### Task instructions
Only an exact copy of the lines beginning at the one that contains "the white teeth" and ending at the last line of the records below counts as the answer.

### Data section
· · · ·
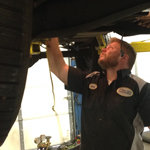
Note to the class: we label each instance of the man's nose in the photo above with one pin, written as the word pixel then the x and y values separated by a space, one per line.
pixel 104 49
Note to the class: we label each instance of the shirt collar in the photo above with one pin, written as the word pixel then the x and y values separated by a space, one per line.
pixel 122 73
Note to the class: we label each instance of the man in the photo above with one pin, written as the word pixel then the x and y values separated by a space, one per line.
pixel 115 105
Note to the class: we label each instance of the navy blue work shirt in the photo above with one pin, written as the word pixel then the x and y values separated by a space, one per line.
pixel 113 116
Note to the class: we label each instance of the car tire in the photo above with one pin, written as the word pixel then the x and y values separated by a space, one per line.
pixel 15 38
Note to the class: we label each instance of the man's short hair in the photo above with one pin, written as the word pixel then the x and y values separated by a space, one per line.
pixel 127 49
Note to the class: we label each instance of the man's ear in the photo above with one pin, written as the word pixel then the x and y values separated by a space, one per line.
pixel 125 58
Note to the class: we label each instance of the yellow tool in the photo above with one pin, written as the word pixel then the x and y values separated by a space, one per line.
pixel 40 142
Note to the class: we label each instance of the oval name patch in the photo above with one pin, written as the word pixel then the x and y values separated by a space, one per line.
pixel 92 86
pixel 126 92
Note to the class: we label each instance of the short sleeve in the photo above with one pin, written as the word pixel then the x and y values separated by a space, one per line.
pixel 144 104
pixel 76 79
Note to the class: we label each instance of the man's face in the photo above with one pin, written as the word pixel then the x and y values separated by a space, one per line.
pixel 109 57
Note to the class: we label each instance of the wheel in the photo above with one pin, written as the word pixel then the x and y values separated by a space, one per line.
pixel 15 38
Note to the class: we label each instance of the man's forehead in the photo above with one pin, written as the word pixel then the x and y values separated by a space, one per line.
pixel 115 44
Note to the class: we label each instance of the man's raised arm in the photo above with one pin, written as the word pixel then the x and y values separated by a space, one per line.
pixel 56 60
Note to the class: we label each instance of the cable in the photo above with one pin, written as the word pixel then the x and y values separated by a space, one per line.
pixel 121 51
pixel 53 107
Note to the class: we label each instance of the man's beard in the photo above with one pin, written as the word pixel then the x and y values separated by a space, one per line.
pixel 108 62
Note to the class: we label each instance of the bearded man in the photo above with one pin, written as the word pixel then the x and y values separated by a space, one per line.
pixel 115 103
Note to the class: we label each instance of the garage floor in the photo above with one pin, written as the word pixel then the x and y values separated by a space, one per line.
pixel 147 146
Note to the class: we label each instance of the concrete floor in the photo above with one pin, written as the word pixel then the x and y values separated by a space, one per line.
pixel 147 146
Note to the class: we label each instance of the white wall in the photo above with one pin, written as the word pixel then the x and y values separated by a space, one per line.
pixel 38 116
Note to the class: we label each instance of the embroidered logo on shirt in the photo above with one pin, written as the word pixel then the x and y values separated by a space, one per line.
pixel 92 86
pixel 126 92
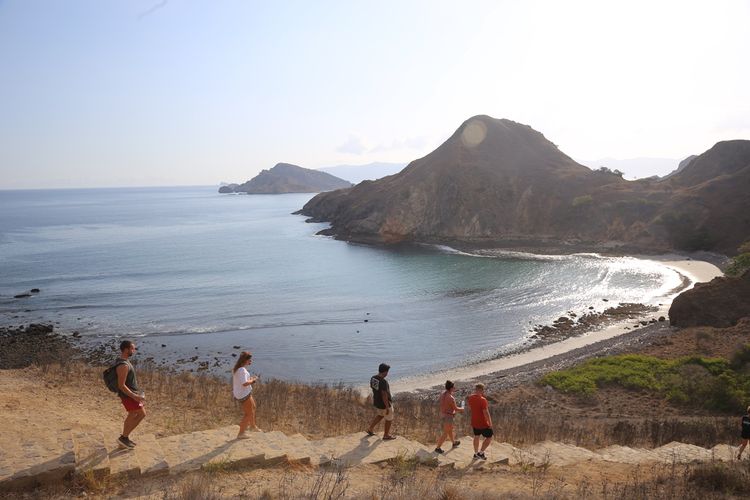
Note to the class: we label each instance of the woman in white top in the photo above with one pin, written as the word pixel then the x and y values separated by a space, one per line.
pixel 242 389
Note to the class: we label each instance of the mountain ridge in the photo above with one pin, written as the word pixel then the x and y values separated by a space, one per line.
pixel 497 181
pixel 287 178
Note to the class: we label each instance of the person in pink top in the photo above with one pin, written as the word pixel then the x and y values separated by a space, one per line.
pixel 448 410
pixel 481 421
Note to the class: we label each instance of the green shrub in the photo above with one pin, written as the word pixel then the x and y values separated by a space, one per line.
pixel 739 265
pixel 710 383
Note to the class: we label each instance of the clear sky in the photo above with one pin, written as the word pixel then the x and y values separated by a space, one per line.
pixel 154 92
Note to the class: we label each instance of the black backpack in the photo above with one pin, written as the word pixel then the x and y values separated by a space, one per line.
pixel 110 377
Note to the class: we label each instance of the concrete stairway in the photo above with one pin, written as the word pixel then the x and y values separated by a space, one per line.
pixel 37 458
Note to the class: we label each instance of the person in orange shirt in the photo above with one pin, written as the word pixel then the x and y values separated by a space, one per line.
pixel 481 421
pixel 448 410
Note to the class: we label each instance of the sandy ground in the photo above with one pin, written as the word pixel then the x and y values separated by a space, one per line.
pixel 30 405
pixel 695 271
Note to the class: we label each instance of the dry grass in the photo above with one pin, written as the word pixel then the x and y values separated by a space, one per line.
pixel 184 402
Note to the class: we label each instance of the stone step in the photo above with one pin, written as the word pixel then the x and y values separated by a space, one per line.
pixel 261 449
pixel 150 456
pixel 91 455
pixel 728 453
pixel 627 455
pixel 146 459
pixel 38 458
pixel 359 448
pixel 34 458
pixel 462 456
pixel 186 452
pixel 304 447
pixel 553 453
pixel 675 452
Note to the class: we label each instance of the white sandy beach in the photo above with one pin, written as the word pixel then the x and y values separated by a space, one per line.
pixel 695 271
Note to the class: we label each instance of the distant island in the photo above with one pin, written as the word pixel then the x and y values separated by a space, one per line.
pixel 287 178
pixel 369 172
pixel 503 184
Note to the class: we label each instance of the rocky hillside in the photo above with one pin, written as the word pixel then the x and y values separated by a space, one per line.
pixel 502 183
pixel 286 178
pixel 720 303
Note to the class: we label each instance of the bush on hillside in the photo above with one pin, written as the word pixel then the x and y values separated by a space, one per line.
pixel 710 383
pixel 582 200
pixel 741 262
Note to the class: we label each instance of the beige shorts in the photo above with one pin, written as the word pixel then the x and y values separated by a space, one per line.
pixel 387 413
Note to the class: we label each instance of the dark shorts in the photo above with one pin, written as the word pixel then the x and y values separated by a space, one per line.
pixel 483 432
pixel 131 404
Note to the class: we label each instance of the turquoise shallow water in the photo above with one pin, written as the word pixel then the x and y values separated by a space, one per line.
pixel 201 272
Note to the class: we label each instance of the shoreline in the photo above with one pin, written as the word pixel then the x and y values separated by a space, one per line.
pixel 586 344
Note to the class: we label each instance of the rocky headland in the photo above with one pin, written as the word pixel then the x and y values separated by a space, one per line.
pixel 498 183
pixel 720 303
pixel 287 178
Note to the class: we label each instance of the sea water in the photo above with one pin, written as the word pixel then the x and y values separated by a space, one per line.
pixel 190 274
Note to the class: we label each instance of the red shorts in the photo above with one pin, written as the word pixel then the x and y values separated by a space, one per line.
pixel 131 404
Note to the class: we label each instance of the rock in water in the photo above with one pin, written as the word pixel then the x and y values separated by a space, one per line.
pixel 287 178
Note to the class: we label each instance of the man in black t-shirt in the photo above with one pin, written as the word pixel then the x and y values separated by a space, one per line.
pixel 382 401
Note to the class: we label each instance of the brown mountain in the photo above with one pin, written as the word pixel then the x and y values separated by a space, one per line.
pixel 720 303
pixel 287 178
pixel 500 182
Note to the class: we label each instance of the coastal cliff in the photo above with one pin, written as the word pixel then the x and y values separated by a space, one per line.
pixel 500 182
pixel 287 178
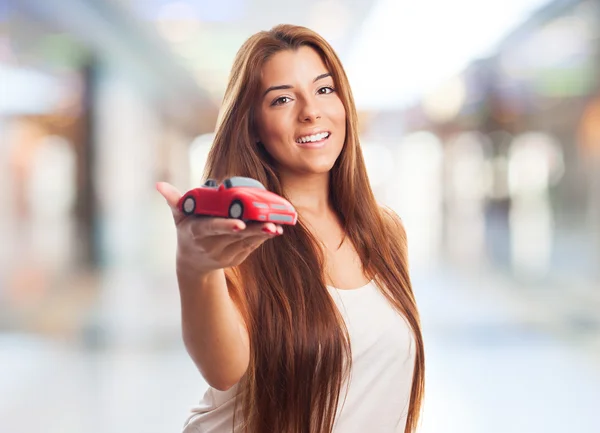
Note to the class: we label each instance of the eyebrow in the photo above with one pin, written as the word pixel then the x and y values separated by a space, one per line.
pixel 288 86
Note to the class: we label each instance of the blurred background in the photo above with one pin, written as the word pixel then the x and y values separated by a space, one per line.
pixel 480 125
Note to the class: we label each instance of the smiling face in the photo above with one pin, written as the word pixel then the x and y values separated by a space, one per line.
pixel 300 118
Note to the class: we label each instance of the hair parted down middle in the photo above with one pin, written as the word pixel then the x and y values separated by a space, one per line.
pixel 300 352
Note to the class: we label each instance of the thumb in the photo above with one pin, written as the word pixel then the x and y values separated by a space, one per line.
pixel 171 195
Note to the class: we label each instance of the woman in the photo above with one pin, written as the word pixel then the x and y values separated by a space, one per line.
pixel 312 329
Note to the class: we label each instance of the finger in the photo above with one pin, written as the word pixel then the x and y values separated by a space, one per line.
pixel 244 245
pixel 171 195
pixel 212 226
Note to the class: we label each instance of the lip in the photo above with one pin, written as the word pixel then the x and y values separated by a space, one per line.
pixel 314 144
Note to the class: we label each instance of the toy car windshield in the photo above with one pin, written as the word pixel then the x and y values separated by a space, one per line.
pixel 237 181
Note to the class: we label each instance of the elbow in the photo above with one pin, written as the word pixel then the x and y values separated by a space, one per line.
pixel 223 383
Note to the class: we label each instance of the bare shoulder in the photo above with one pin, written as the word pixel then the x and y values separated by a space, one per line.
pixel 391 217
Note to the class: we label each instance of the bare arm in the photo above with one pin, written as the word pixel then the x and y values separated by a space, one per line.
pixel 214 332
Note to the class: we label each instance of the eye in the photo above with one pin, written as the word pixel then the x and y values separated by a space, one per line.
pixel 325 90
pixel 281 101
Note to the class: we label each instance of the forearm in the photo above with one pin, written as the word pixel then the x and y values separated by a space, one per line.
pixel 213 332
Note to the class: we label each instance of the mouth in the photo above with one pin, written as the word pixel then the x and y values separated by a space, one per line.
pixel 313 141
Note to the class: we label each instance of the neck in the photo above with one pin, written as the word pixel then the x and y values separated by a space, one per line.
pixel 308 193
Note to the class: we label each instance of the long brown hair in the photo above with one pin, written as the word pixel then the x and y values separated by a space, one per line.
pixel 300 353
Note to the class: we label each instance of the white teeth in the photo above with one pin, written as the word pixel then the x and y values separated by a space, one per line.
pixel 313 138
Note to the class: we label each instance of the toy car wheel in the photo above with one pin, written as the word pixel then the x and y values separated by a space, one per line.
pixel 236 209
pixel 189 205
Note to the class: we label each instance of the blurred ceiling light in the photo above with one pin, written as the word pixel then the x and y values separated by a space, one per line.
pixel 445 102
pixel 379 161
pixel 6 53
pixel 198 150
pixel 331 19
pixel 535 163
pixel 413 46
pixel 589 129
pixel 177 21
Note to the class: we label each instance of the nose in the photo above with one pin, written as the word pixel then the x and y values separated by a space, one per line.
pixel 309 111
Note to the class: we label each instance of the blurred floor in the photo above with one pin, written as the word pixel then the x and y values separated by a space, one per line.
pixel 495 363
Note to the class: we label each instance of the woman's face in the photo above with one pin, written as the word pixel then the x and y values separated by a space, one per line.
pixel 300 118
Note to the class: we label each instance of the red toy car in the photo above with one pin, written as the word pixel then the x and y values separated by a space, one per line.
pixel 238 197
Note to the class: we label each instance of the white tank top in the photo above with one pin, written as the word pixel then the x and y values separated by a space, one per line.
pixel 378 390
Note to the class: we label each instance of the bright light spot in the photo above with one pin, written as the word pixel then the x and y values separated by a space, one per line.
pixel 446 101
pixel 199 150
pixel 535 162
pixel 379 161
pixel 330 18
pixel 177 21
· · · ·
### Answer section
Note to the class: we label each instance of the white teeth in the photo above with one pin, written as the word pixel then the x and y values separated by a space, one per line.
pixel 313 138
Note to the class: we label each instance of the toy car wheel in the photo above with one pin, written as the word pixel then the x and y values separated by a space, one per line.
pixel 236 209
pixel 189 205
Note to the class: we label each instance of the blurred ceiling light in the photo above with one pin, written as the word pixel then the x and y values separated by a space, one per line.
pixel 445 102
pixel 379 161
pixel 6 53
pixel 198 150
pixel 331 19
pixel 535 163
pixel 413 46
pixel 589 129
pixel 177 21
Note to the class: we label each instance of the nose in the photo above with one pin, written as the word pixel then the x and y values separated by a space, one per line.
pixel 309 111
Note to the class: we label each instance of the blurred floor in the photo above with one pin, written as the word pixel then the x and y values separated by a space, one per line.
pixel 495 363
Note to the class: we label each instance of the woman's face in the photo above with one pin, written as the word pixel then the x and y values separated by a space, one per line.
pixel 300 118
Note to the class: we label each instance of the red toy car in the photo above with one pin, written as the word pixel then the x and y values separated by a space, one per line.
pixel 238 197
Note to the class: we label each instance of the white tank top in the photo above with one pin, written as the word pixel then the x and y values separated by a space, one per line.
pixel 378 390
Note to the class: we label each instance of the bright light spot in the photo above with one pin, written as the word pixel then the x and y values separated by a space, one per line.
pixel 446 101
pixel 199 150
pixel 535 162
pixel 379 161
pixel 330 18
pixel 177 21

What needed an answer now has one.